◆ What is required ◆
Repeat the listing in full, preserving every character.

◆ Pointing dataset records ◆

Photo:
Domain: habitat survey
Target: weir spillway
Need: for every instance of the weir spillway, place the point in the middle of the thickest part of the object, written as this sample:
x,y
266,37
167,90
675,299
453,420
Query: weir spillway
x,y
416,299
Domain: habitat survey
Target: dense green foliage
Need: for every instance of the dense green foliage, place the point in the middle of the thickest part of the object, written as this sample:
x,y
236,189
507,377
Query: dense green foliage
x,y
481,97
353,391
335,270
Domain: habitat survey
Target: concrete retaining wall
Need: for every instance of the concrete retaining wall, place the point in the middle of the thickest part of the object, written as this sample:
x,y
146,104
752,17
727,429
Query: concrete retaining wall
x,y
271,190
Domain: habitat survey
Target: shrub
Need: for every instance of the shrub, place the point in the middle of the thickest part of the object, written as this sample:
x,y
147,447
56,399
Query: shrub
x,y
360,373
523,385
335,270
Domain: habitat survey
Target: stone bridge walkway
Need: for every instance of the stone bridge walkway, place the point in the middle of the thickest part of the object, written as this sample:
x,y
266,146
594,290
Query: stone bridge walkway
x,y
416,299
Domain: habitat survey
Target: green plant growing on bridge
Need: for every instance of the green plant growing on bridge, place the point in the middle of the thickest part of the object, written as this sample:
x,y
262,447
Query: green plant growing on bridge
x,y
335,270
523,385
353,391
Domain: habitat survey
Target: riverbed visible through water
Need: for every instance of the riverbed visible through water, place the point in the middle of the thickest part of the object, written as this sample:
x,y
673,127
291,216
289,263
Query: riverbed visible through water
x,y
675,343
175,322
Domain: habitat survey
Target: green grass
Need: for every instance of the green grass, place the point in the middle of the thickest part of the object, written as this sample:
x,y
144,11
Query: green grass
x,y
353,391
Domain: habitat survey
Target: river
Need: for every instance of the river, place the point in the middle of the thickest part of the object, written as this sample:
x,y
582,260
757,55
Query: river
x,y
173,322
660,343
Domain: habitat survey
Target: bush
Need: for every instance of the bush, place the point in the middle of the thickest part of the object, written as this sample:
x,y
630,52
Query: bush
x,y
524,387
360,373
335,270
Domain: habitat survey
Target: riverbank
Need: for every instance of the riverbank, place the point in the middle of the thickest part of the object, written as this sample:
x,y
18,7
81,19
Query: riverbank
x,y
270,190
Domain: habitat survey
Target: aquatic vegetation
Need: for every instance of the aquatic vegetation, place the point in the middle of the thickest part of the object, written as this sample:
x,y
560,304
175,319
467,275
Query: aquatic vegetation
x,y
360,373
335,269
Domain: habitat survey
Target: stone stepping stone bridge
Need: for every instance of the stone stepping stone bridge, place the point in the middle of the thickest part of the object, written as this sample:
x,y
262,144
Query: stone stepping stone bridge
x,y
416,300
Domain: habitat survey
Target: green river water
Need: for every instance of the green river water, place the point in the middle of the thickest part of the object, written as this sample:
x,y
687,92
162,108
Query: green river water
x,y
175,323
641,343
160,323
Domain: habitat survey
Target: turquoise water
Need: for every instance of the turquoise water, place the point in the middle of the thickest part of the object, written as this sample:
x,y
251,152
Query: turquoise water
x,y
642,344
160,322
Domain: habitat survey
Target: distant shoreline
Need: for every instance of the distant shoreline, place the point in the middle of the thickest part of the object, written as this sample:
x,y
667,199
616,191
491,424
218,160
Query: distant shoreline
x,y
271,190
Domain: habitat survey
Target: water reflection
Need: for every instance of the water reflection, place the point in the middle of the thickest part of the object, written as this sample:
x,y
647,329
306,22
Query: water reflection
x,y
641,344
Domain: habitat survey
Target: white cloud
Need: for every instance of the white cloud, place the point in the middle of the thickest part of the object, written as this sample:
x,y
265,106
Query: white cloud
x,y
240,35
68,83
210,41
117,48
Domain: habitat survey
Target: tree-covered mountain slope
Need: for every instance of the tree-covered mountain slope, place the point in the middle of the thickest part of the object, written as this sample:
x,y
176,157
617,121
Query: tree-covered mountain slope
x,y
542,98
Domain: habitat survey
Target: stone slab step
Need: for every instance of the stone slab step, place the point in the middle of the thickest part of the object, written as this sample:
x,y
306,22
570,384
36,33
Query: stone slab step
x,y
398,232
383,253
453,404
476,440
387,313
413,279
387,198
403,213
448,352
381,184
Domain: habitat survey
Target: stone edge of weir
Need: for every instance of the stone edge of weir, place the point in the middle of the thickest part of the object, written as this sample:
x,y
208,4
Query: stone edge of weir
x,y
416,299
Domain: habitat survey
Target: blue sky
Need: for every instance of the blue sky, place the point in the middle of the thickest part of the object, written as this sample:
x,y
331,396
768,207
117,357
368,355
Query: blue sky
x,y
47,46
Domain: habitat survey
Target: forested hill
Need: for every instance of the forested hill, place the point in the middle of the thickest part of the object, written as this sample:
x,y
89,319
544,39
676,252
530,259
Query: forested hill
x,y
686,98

◆ Reply ◆
Photo:
Domain: habitat survey
Target: weir spillway
Need: for every instance of the weir spillway, place the point in the middle of the thickest part of the object, written as this sample:
x,y
266,37
167,90
675,299
453,420
Query: weir spillway
x,y
416,299
Domain: habitat survey
Target: dense green foliage
Need: for every instance of the dense green foliage, place the point in the middle of the thickest part of the object, written as this sample:
x,y
236,189
507,377
Query: dense green foliage
x,y
481,97
353,391
335,270
Domain: habitat survey
Target: concrete retaining wall
Need: for every instance of the concrete retaining wall, place the point in the middle of the thickest part of the object, written as this sample:
x,y
146,104
752,17
727,429
Query: concrete retaining wall
x,y
271,190
Domain: habitat survey
Target: shrub
Need: for every instance of the shrub, place the point in the middle of the thickest part of the object, written as this sample:
x,y
147,447
56,399
Query: shrub
x,y
360,373
523,385
335,270
Domain: habitat survey
Target: stone bridge walkway
Need: for every instance of the stone bridge walkway, place the point in the middle of the thickest part of the object, written as this sample:
x,y
266,146
594,290
Query: stone bridge walkway
x,y
416,299
Domain: habitat survey
Target: green plant growing on bridge
Need: for every instance of the green plant growing on bridge, place the point in the middle of the thickest part of the object, written as this sample:
x,y
262,447
Query: green plant growing on bridge
x,y
335,270
523,385
353,391
Domain: habitat survey
Target: riverbed visible through water
Need: for every instance of the riverbed visible through water, place the point in the middle of the thickest part of the object, written as this sample:
x,y
673,127
291,216
289,263
Query: riverbed visible through water
x,y
675,343
175,322
Domain: habitat survey
Target: green grass
Need: for every instance of the green grass, place the point in the middle of the thickest part of the object, written as this sample:
x,y
144,11
Query: green grass
x,y
353,391
Domain: habitat survey
Target: river
Need: for every instance of the river, place the point in the middle of the thickest part of the object, written as this sample:
x,y
582,260
757,55
Query: river
x,y
173,322
660,343
Domain: habitat survey
Target: bush
Need: for every instance of the bush, place the point in the middle of the thickest part of the object, written as this sample:
x,y
630,52
Query: bush
x,y
524,387
360,373
335,270
Domain: habitat survey
Target: riverbank
Need: for every instance of the riverbank, place the point in the middle of the thickest part of the object, written as this sample:
x,y
18,7
81,19
Query: riverbank
x,y
270,190
Domain: habitat survey
Target: aquatic vegetation
Need: for every instance of the aquatic vegetation, place the point in the middle of the thickest part of the object, written as this sample:
x,y
560,304
175,319
467,275
Query: aquatic vegetation
x,y
360,373
335,269
Domain: habitat survey
Target: stone stepping stone bridge
Need: for every instance of the stone stepping stone bridge, place the point in the middle of the thickest part of the object, written as this sample:
x,y
262,144
Query: stone stepping stone bridge
x,y
416,300
Domain: habitat survey
Target: green river water
Need: for every instance of the green river water, place the point in the middle of the thickest part of the object, written as this sample:
x,y
687,92
162,108
Query: green river water
x,y
175,323
641,343
160,323
Domain: habitat survey
Target: turquoise water
Need: for every instance of the turquoise water, place the point in the middle of the thickest part of the object, written as this sample:
x,y
251,152
Query: turquoise water
x,y
642,344
160,322
Domain: habitat survey
Target: distant shoreline
Need: for every instance of the distant shoreline, place the point in the middle of the thickest part of the object, written as this sample:
x,y
667,199
616,191
491,424
218,160
Query: distant shoreline
x,y
271,190
Domain: habitat survey
Target: water reflection
Need: for every instance of the water reflection, place the point in the middle of the thickest part of the object, written as this sample:
x,y
647,329
306,22
Query: water reflection
x,y
641,344
Domain: habitat survey
Target: white cloud
Need: for every instance of the white cloud, place the point in the middle of the thickest part of the object, written as this sample:
x,y
265,106
Query: white cloud
x,y
240,35
68,83
210,41
117,48
Domain: habitat survey
Target: tree-covered mountain slope
Need: for every instance of the tree-covered mountain slope, place the point in the middle of the thickest part of the object, written as this sample:
x,y
176,157
617,121
Query: tree-covered mountain slope
x,y
542,98
Domain: habitat survey
Target: stone slab step
Need: for every instance of the stone slab step, place the point in the middle of the thickest part of the object, written as this sample:
x,y
306,22
570,384
36,33
Query: stone slab step
x,y
398,232
383,253
453,404
476,440
387,313
413,279
387,198
403,213
448,352
381,184
Domain: habitat survey
Target: stone edge of weir
Need: for every instance of the stone edge of weir, place the point in the middle of the thickest part of the object, written as this sample:
x,y
208,4
Query: stone edge of weir
x,y
416,299
Domain: habitat survey
Target: blue sky
Need: for every instance of the blue sky, place the point in the middle of the thickest part of the object, written as this sample:
x,y
331,396
768,207
117,357
368,355
Query: blue sky
x,y
47,46
Domain: habitat survey
Target: forested hill
Need: for every instance of the forested hill, place the point in the middle of the thickest part of the object, written as this sample:
x,y
89,319
544,39
676,252
530,259
Query: forested hill
x,y
686,98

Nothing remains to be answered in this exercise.